**REQUEST:**
Find the line that contains "the wagon wheel." and print it and every line after it, exactly, please.

(Pointing dataset records)
################
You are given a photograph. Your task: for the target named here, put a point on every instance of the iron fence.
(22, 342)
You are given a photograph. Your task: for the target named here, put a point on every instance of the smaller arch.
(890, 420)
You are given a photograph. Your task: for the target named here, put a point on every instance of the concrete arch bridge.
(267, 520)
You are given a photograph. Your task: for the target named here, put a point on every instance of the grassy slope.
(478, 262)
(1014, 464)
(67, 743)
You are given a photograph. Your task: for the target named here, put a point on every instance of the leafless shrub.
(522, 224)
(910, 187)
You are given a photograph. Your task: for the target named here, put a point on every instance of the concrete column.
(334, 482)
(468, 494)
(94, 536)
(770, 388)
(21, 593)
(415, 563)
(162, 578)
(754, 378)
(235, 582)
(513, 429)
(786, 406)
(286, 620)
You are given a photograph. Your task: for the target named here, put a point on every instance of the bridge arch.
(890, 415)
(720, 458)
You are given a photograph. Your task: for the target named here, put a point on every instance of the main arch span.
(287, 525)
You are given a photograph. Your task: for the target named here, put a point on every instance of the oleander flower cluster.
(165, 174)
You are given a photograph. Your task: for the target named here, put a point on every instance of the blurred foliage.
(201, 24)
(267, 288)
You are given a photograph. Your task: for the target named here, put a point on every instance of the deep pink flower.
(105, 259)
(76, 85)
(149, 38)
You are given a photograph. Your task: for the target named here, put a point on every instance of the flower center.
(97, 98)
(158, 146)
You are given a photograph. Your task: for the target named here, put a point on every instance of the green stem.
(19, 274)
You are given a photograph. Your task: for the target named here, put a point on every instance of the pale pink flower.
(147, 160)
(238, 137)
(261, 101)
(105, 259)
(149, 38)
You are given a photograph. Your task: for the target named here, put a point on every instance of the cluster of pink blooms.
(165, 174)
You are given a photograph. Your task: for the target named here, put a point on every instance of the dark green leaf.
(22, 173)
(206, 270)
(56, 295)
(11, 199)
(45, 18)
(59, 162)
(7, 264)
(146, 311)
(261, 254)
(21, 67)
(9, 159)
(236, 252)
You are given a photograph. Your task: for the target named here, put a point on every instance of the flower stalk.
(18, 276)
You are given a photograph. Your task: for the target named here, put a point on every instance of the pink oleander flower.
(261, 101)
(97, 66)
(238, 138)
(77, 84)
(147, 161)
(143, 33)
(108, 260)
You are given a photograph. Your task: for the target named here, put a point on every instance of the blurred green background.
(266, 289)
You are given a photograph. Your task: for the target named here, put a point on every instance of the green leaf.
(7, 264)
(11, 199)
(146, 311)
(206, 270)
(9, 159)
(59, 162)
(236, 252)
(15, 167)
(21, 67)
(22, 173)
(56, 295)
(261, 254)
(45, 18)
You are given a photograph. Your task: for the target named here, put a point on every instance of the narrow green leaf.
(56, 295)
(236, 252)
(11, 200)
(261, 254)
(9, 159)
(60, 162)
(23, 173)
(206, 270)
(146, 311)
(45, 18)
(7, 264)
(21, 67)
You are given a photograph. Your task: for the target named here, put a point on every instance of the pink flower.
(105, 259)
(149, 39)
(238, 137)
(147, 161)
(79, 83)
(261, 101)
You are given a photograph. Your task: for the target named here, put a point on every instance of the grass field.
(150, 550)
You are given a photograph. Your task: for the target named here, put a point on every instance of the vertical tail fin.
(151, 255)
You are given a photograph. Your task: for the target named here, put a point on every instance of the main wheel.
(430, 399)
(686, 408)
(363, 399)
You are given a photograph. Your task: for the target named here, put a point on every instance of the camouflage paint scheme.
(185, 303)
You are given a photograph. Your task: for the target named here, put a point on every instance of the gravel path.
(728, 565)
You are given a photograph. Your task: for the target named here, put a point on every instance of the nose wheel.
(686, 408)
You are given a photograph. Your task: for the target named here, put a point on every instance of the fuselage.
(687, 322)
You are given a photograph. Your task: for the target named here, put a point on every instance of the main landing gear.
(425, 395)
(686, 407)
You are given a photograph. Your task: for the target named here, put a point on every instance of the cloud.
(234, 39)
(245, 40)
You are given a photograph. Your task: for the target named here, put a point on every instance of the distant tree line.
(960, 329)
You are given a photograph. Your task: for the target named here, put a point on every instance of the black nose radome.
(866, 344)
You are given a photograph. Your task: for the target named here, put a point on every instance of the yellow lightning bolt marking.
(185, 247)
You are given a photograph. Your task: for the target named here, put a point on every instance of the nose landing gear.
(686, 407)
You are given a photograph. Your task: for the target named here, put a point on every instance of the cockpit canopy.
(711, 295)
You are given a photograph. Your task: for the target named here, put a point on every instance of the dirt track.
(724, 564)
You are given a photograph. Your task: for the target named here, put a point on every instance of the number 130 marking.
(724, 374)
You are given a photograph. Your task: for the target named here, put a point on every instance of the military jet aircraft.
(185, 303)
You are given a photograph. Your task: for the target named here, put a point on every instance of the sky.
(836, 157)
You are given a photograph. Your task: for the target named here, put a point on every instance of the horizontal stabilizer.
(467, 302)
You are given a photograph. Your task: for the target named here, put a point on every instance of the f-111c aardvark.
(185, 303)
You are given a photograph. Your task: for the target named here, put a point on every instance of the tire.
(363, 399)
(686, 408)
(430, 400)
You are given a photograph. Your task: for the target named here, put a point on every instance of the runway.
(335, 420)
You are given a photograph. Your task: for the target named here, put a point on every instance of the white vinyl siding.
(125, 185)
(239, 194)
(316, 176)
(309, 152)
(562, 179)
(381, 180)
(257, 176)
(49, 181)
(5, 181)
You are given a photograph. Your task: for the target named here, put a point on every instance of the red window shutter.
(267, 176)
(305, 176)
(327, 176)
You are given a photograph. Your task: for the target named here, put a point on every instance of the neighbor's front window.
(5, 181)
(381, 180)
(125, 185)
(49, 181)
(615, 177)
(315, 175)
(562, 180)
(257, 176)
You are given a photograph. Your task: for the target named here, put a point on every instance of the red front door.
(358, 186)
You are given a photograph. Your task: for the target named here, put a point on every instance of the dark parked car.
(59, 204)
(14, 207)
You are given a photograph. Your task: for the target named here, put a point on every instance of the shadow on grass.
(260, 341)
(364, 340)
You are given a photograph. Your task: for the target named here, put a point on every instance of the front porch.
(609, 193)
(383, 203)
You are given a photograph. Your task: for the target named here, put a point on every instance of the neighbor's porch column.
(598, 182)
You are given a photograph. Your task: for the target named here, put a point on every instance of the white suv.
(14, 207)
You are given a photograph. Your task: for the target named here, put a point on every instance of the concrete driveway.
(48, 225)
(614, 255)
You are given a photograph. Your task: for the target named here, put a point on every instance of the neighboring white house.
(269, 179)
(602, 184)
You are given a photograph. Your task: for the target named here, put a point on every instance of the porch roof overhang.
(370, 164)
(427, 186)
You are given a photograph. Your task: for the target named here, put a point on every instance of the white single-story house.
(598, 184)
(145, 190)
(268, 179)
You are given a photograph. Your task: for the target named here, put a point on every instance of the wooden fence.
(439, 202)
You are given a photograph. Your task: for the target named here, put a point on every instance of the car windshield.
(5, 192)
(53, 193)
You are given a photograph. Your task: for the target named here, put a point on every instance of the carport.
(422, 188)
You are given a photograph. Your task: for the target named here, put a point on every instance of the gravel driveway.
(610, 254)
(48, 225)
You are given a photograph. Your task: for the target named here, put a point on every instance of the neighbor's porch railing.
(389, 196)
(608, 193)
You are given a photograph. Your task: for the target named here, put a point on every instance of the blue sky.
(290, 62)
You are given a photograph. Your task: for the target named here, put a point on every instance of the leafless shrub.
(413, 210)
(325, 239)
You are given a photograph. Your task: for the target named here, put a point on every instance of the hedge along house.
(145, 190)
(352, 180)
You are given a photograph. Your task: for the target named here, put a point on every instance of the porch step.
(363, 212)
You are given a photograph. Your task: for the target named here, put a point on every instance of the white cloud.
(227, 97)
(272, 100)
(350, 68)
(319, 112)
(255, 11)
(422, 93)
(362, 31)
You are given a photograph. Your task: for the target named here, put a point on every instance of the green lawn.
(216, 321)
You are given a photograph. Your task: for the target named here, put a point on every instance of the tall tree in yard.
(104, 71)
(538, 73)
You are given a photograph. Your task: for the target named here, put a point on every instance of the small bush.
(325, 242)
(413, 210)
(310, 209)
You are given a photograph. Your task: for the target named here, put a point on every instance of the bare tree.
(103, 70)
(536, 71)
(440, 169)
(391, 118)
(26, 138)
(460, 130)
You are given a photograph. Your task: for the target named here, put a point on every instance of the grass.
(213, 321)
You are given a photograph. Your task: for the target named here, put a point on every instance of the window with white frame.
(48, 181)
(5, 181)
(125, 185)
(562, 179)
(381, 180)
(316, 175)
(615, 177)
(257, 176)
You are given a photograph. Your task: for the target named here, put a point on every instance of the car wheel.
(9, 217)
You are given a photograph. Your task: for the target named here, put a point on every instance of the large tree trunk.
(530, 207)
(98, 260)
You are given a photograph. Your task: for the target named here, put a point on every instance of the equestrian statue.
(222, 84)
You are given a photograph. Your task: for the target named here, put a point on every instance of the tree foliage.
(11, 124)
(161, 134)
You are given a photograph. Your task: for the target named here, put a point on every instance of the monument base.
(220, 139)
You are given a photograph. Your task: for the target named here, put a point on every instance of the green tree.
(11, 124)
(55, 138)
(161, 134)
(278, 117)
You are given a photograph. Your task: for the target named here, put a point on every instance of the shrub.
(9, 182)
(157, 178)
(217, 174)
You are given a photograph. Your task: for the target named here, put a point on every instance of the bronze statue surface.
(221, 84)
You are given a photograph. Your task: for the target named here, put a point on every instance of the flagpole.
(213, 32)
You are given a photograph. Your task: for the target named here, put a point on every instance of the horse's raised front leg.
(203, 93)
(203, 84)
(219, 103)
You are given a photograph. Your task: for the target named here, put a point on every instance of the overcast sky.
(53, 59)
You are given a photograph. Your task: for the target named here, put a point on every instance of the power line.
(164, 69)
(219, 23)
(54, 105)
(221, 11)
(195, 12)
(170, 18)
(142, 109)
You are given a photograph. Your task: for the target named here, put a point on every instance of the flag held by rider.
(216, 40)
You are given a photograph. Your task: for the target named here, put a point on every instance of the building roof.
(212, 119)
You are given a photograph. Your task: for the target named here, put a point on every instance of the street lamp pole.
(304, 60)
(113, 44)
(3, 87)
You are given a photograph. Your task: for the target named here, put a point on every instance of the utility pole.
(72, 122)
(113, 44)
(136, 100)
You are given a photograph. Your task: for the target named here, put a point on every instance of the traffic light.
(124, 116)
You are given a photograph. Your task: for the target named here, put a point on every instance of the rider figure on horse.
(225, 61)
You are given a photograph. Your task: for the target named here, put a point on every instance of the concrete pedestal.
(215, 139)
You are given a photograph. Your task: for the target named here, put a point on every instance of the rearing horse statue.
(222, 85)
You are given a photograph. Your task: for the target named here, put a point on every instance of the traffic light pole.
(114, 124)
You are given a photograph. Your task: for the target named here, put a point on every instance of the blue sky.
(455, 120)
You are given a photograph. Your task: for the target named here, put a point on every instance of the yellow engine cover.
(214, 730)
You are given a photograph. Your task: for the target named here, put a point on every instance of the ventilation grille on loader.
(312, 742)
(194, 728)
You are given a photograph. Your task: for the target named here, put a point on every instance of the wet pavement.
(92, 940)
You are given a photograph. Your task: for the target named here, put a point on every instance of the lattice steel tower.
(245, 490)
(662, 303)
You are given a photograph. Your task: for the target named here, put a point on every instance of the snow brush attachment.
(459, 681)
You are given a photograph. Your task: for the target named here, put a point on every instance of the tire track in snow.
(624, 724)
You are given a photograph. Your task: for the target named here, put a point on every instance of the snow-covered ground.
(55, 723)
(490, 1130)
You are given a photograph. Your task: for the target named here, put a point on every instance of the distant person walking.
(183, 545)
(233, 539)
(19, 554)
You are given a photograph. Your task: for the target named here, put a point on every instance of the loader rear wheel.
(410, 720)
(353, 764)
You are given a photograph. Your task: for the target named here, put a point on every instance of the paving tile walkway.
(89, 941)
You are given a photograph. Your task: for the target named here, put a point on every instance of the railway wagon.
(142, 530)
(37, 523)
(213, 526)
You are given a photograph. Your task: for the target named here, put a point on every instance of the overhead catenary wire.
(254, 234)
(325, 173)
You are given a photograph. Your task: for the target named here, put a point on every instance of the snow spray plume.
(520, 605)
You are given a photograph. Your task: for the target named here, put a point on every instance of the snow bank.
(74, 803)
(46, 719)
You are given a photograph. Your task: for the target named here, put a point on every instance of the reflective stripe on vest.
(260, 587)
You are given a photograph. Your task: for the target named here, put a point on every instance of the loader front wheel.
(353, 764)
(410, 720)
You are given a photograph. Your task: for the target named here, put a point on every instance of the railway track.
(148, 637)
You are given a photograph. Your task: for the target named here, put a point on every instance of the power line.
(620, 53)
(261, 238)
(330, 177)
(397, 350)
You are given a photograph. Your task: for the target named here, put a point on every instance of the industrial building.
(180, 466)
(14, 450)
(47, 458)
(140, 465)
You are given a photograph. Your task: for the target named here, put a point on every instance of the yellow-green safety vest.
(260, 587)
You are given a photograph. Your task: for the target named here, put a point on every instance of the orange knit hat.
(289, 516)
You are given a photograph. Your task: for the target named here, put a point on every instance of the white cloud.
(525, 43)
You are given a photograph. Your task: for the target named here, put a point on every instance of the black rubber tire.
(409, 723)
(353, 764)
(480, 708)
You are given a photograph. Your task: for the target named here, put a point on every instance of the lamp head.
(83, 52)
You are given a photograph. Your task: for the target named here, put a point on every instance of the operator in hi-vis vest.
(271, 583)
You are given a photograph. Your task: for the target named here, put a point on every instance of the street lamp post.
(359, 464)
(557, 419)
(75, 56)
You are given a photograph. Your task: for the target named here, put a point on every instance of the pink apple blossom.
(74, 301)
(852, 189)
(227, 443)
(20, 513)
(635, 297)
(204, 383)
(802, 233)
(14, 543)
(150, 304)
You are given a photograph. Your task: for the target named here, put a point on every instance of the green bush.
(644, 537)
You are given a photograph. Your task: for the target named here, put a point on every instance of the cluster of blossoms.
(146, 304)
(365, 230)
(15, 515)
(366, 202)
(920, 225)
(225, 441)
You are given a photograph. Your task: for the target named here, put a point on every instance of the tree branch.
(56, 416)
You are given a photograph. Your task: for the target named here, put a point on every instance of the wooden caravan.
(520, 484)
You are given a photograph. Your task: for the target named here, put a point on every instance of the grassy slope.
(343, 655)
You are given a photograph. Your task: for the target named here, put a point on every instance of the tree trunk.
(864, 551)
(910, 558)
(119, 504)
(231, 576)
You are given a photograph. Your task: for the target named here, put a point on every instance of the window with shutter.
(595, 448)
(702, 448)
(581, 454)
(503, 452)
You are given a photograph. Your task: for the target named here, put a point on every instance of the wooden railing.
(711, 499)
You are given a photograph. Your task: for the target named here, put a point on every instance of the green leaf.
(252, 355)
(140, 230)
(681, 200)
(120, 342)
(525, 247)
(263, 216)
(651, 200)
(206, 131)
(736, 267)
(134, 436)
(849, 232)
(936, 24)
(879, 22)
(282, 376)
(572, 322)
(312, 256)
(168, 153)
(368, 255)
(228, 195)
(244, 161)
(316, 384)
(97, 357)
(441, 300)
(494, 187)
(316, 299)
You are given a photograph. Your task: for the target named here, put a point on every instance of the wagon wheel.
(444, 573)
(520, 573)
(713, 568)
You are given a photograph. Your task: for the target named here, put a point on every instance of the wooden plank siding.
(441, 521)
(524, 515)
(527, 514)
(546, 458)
################
**SOLUTION TO THIS EXERCISE:**
You are given a photograph. Your task: for the target named here, put a point on every instance of the wagon wheel.
(444, 573)
(520, 573)
(713, 568)
You are given a photograph. Your task: for the target named here, put a point on every instance of the wooden plank siding.
(441, 521)
(524, 515)
(527, 514)
(546, 458)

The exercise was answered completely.